Restate word for word the lines from the one containing "Return one point per instance of the sunglasses on" through the end of the listing below, with both ends included.

===============

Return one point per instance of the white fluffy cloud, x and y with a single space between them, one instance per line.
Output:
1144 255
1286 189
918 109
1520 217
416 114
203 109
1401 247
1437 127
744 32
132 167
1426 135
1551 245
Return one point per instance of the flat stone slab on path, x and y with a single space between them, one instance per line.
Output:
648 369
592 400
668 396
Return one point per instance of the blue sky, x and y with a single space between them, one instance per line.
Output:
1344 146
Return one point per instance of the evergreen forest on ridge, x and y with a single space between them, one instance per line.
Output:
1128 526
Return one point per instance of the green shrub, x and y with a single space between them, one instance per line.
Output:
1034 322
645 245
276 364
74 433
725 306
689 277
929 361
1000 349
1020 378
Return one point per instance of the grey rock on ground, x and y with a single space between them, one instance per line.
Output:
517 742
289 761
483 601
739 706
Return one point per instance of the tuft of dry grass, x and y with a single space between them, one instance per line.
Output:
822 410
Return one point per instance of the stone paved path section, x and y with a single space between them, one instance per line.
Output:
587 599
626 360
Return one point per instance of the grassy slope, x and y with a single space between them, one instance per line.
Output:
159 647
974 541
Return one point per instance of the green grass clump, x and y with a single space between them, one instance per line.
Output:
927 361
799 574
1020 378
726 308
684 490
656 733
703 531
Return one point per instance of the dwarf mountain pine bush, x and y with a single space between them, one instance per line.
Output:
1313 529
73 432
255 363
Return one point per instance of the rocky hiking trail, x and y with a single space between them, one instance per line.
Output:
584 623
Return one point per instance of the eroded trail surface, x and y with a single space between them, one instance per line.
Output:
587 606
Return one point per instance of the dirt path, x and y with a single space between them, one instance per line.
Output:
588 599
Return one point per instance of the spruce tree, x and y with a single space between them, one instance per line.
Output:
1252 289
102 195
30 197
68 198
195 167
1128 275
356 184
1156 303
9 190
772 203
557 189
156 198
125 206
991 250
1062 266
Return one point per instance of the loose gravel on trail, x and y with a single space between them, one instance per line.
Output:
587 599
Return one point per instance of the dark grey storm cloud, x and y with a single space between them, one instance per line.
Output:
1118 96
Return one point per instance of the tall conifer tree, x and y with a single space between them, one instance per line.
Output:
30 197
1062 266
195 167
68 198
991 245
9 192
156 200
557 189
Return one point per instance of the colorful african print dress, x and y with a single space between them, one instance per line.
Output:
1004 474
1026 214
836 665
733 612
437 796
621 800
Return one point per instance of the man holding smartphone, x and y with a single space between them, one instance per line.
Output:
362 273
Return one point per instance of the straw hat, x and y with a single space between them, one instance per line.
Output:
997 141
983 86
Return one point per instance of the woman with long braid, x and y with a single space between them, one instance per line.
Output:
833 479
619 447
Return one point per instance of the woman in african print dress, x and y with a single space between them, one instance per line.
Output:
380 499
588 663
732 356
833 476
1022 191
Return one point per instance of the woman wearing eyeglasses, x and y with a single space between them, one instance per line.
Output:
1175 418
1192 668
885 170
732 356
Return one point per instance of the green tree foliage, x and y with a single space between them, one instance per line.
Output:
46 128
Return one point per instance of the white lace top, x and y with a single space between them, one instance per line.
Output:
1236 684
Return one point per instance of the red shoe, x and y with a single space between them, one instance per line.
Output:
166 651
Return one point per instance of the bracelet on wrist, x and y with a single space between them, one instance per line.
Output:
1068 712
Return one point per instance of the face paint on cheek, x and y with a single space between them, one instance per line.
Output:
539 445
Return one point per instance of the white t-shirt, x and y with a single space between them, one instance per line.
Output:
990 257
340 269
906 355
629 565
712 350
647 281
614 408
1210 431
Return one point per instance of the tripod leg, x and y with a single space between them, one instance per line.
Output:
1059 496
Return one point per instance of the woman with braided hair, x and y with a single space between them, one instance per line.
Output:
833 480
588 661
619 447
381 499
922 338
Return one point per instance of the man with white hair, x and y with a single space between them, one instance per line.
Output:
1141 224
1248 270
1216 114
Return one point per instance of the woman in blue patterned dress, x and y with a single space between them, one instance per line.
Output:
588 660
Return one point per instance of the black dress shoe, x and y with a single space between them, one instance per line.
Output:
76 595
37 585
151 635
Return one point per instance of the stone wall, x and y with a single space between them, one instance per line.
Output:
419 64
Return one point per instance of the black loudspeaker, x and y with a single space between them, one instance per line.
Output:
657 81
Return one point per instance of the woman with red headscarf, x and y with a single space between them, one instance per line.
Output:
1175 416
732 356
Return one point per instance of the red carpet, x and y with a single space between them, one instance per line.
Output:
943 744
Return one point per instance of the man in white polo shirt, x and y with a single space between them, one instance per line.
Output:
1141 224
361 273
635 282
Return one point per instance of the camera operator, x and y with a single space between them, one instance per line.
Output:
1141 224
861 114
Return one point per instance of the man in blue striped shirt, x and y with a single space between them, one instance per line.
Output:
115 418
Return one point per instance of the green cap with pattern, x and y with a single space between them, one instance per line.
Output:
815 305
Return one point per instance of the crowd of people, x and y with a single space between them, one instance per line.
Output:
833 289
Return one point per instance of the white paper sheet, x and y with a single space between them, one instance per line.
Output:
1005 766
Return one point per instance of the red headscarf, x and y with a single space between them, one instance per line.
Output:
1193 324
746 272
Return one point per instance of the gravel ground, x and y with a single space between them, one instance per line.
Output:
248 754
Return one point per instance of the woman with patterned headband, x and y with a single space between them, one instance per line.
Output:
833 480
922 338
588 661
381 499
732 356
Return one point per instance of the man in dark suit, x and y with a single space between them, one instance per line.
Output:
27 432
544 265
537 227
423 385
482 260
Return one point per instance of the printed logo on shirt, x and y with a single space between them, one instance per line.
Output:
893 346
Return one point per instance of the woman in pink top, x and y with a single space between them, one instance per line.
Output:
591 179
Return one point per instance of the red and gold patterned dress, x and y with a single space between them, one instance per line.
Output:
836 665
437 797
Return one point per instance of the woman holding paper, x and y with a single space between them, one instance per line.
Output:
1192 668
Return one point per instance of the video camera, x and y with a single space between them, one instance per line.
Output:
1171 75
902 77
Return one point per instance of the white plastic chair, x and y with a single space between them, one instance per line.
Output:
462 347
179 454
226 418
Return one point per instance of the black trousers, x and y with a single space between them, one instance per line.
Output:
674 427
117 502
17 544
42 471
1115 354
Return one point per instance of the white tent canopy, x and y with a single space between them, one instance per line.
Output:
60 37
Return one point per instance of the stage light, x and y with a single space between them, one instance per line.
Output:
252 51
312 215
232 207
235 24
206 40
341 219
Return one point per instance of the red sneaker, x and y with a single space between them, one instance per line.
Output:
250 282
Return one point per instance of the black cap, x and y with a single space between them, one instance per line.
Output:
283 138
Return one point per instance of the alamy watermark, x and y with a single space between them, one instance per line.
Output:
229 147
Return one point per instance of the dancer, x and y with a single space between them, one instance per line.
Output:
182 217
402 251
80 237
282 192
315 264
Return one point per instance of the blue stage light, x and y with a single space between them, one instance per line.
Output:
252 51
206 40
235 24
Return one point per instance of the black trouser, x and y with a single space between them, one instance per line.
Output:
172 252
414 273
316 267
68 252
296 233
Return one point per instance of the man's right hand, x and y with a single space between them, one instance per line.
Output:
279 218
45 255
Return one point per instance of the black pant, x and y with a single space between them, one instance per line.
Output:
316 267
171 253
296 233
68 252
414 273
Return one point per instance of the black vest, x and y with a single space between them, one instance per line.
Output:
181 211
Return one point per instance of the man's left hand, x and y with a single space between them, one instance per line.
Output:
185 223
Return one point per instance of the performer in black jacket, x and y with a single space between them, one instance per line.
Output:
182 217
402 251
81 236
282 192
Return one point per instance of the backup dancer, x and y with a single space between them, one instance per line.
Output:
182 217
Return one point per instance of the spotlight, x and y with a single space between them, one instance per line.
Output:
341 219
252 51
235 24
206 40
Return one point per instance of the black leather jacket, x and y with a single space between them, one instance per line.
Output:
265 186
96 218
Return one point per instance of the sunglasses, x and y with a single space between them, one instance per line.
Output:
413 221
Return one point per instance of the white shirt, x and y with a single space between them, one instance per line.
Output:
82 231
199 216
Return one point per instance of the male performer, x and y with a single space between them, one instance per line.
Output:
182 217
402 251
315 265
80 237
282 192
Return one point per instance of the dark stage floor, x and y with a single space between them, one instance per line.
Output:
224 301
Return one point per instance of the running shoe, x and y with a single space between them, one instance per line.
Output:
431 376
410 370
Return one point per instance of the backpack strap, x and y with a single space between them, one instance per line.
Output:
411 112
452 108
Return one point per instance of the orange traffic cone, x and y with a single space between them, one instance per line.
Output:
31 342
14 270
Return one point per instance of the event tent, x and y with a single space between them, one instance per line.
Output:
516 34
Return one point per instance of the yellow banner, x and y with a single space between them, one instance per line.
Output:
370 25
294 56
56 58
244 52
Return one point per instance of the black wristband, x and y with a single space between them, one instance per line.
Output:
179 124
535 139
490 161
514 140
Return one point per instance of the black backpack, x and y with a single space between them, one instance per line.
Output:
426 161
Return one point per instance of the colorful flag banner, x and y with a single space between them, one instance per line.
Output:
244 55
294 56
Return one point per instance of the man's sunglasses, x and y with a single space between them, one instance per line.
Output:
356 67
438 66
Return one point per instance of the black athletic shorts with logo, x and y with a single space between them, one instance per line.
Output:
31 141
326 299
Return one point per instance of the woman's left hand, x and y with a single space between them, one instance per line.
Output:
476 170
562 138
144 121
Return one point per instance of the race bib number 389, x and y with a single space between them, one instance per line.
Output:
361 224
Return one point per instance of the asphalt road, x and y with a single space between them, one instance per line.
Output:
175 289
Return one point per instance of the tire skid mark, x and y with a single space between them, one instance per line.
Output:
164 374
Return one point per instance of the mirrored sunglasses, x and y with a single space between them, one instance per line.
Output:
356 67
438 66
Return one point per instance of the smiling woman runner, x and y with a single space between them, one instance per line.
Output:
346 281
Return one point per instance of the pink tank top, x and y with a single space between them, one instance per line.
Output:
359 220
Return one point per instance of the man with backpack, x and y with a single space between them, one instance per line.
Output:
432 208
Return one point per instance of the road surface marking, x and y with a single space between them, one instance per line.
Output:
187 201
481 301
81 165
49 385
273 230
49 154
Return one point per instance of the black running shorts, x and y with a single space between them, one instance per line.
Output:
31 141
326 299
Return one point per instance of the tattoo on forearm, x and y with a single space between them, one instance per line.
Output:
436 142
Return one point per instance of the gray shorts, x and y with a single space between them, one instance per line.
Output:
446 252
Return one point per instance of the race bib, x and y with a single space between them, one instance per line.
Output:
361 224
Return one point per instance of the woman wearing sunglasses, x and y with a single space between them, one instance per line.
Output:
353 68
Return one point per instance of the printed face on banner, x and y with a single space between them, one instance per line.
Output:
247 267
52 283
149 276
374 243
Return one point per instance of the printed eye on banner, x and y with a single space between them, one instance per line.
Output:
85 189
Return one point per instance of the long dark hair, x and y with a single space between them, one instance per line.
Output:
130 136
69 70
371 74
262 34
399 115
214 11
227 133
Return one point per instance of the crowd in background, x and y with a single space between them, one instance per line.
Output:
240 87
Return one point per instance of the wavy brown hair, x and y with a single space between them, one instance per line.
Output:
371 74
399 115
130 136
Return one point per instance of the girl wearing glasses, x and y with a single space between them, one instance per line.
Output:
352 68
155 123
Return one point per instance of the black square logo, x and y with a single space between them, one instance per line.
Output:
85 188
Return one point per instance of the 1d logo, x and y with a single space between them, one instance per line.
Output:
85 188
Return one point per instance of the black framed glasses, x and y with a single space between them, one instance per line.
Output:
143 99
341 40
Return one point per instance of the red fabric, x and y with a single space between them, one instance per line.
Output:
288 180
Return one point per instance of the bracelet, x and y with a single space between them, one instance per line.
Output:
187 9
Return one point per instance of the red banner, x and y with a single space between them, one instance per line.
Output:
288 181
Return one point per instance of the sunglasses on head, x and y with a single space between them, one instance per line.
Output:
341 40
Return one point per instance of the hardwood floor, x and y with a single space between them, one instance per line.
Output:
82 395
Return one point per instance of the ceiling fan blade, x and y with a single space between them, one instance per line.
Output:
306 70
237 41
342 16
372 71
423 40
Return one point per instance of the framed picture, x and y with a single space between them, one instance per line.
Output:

===============

ANSWER TO THE EXERCISE:
Return one point per instance of the sunglasses on head, x and y with a single space between them, one instance per line.
Output:
341 40
Return one point per instance of the hardwood floor, x and y with a single space between them, one instance per line.
Output:
82 395
Return one point per instance of the ceiling fan blade, x and y with a single space between them, one instance per line.
Output:
306 70
237 41
342 16
372 71
423 40
Return one point per instance of the framed picture, x and y with a single space between them, one instance per line.
Output:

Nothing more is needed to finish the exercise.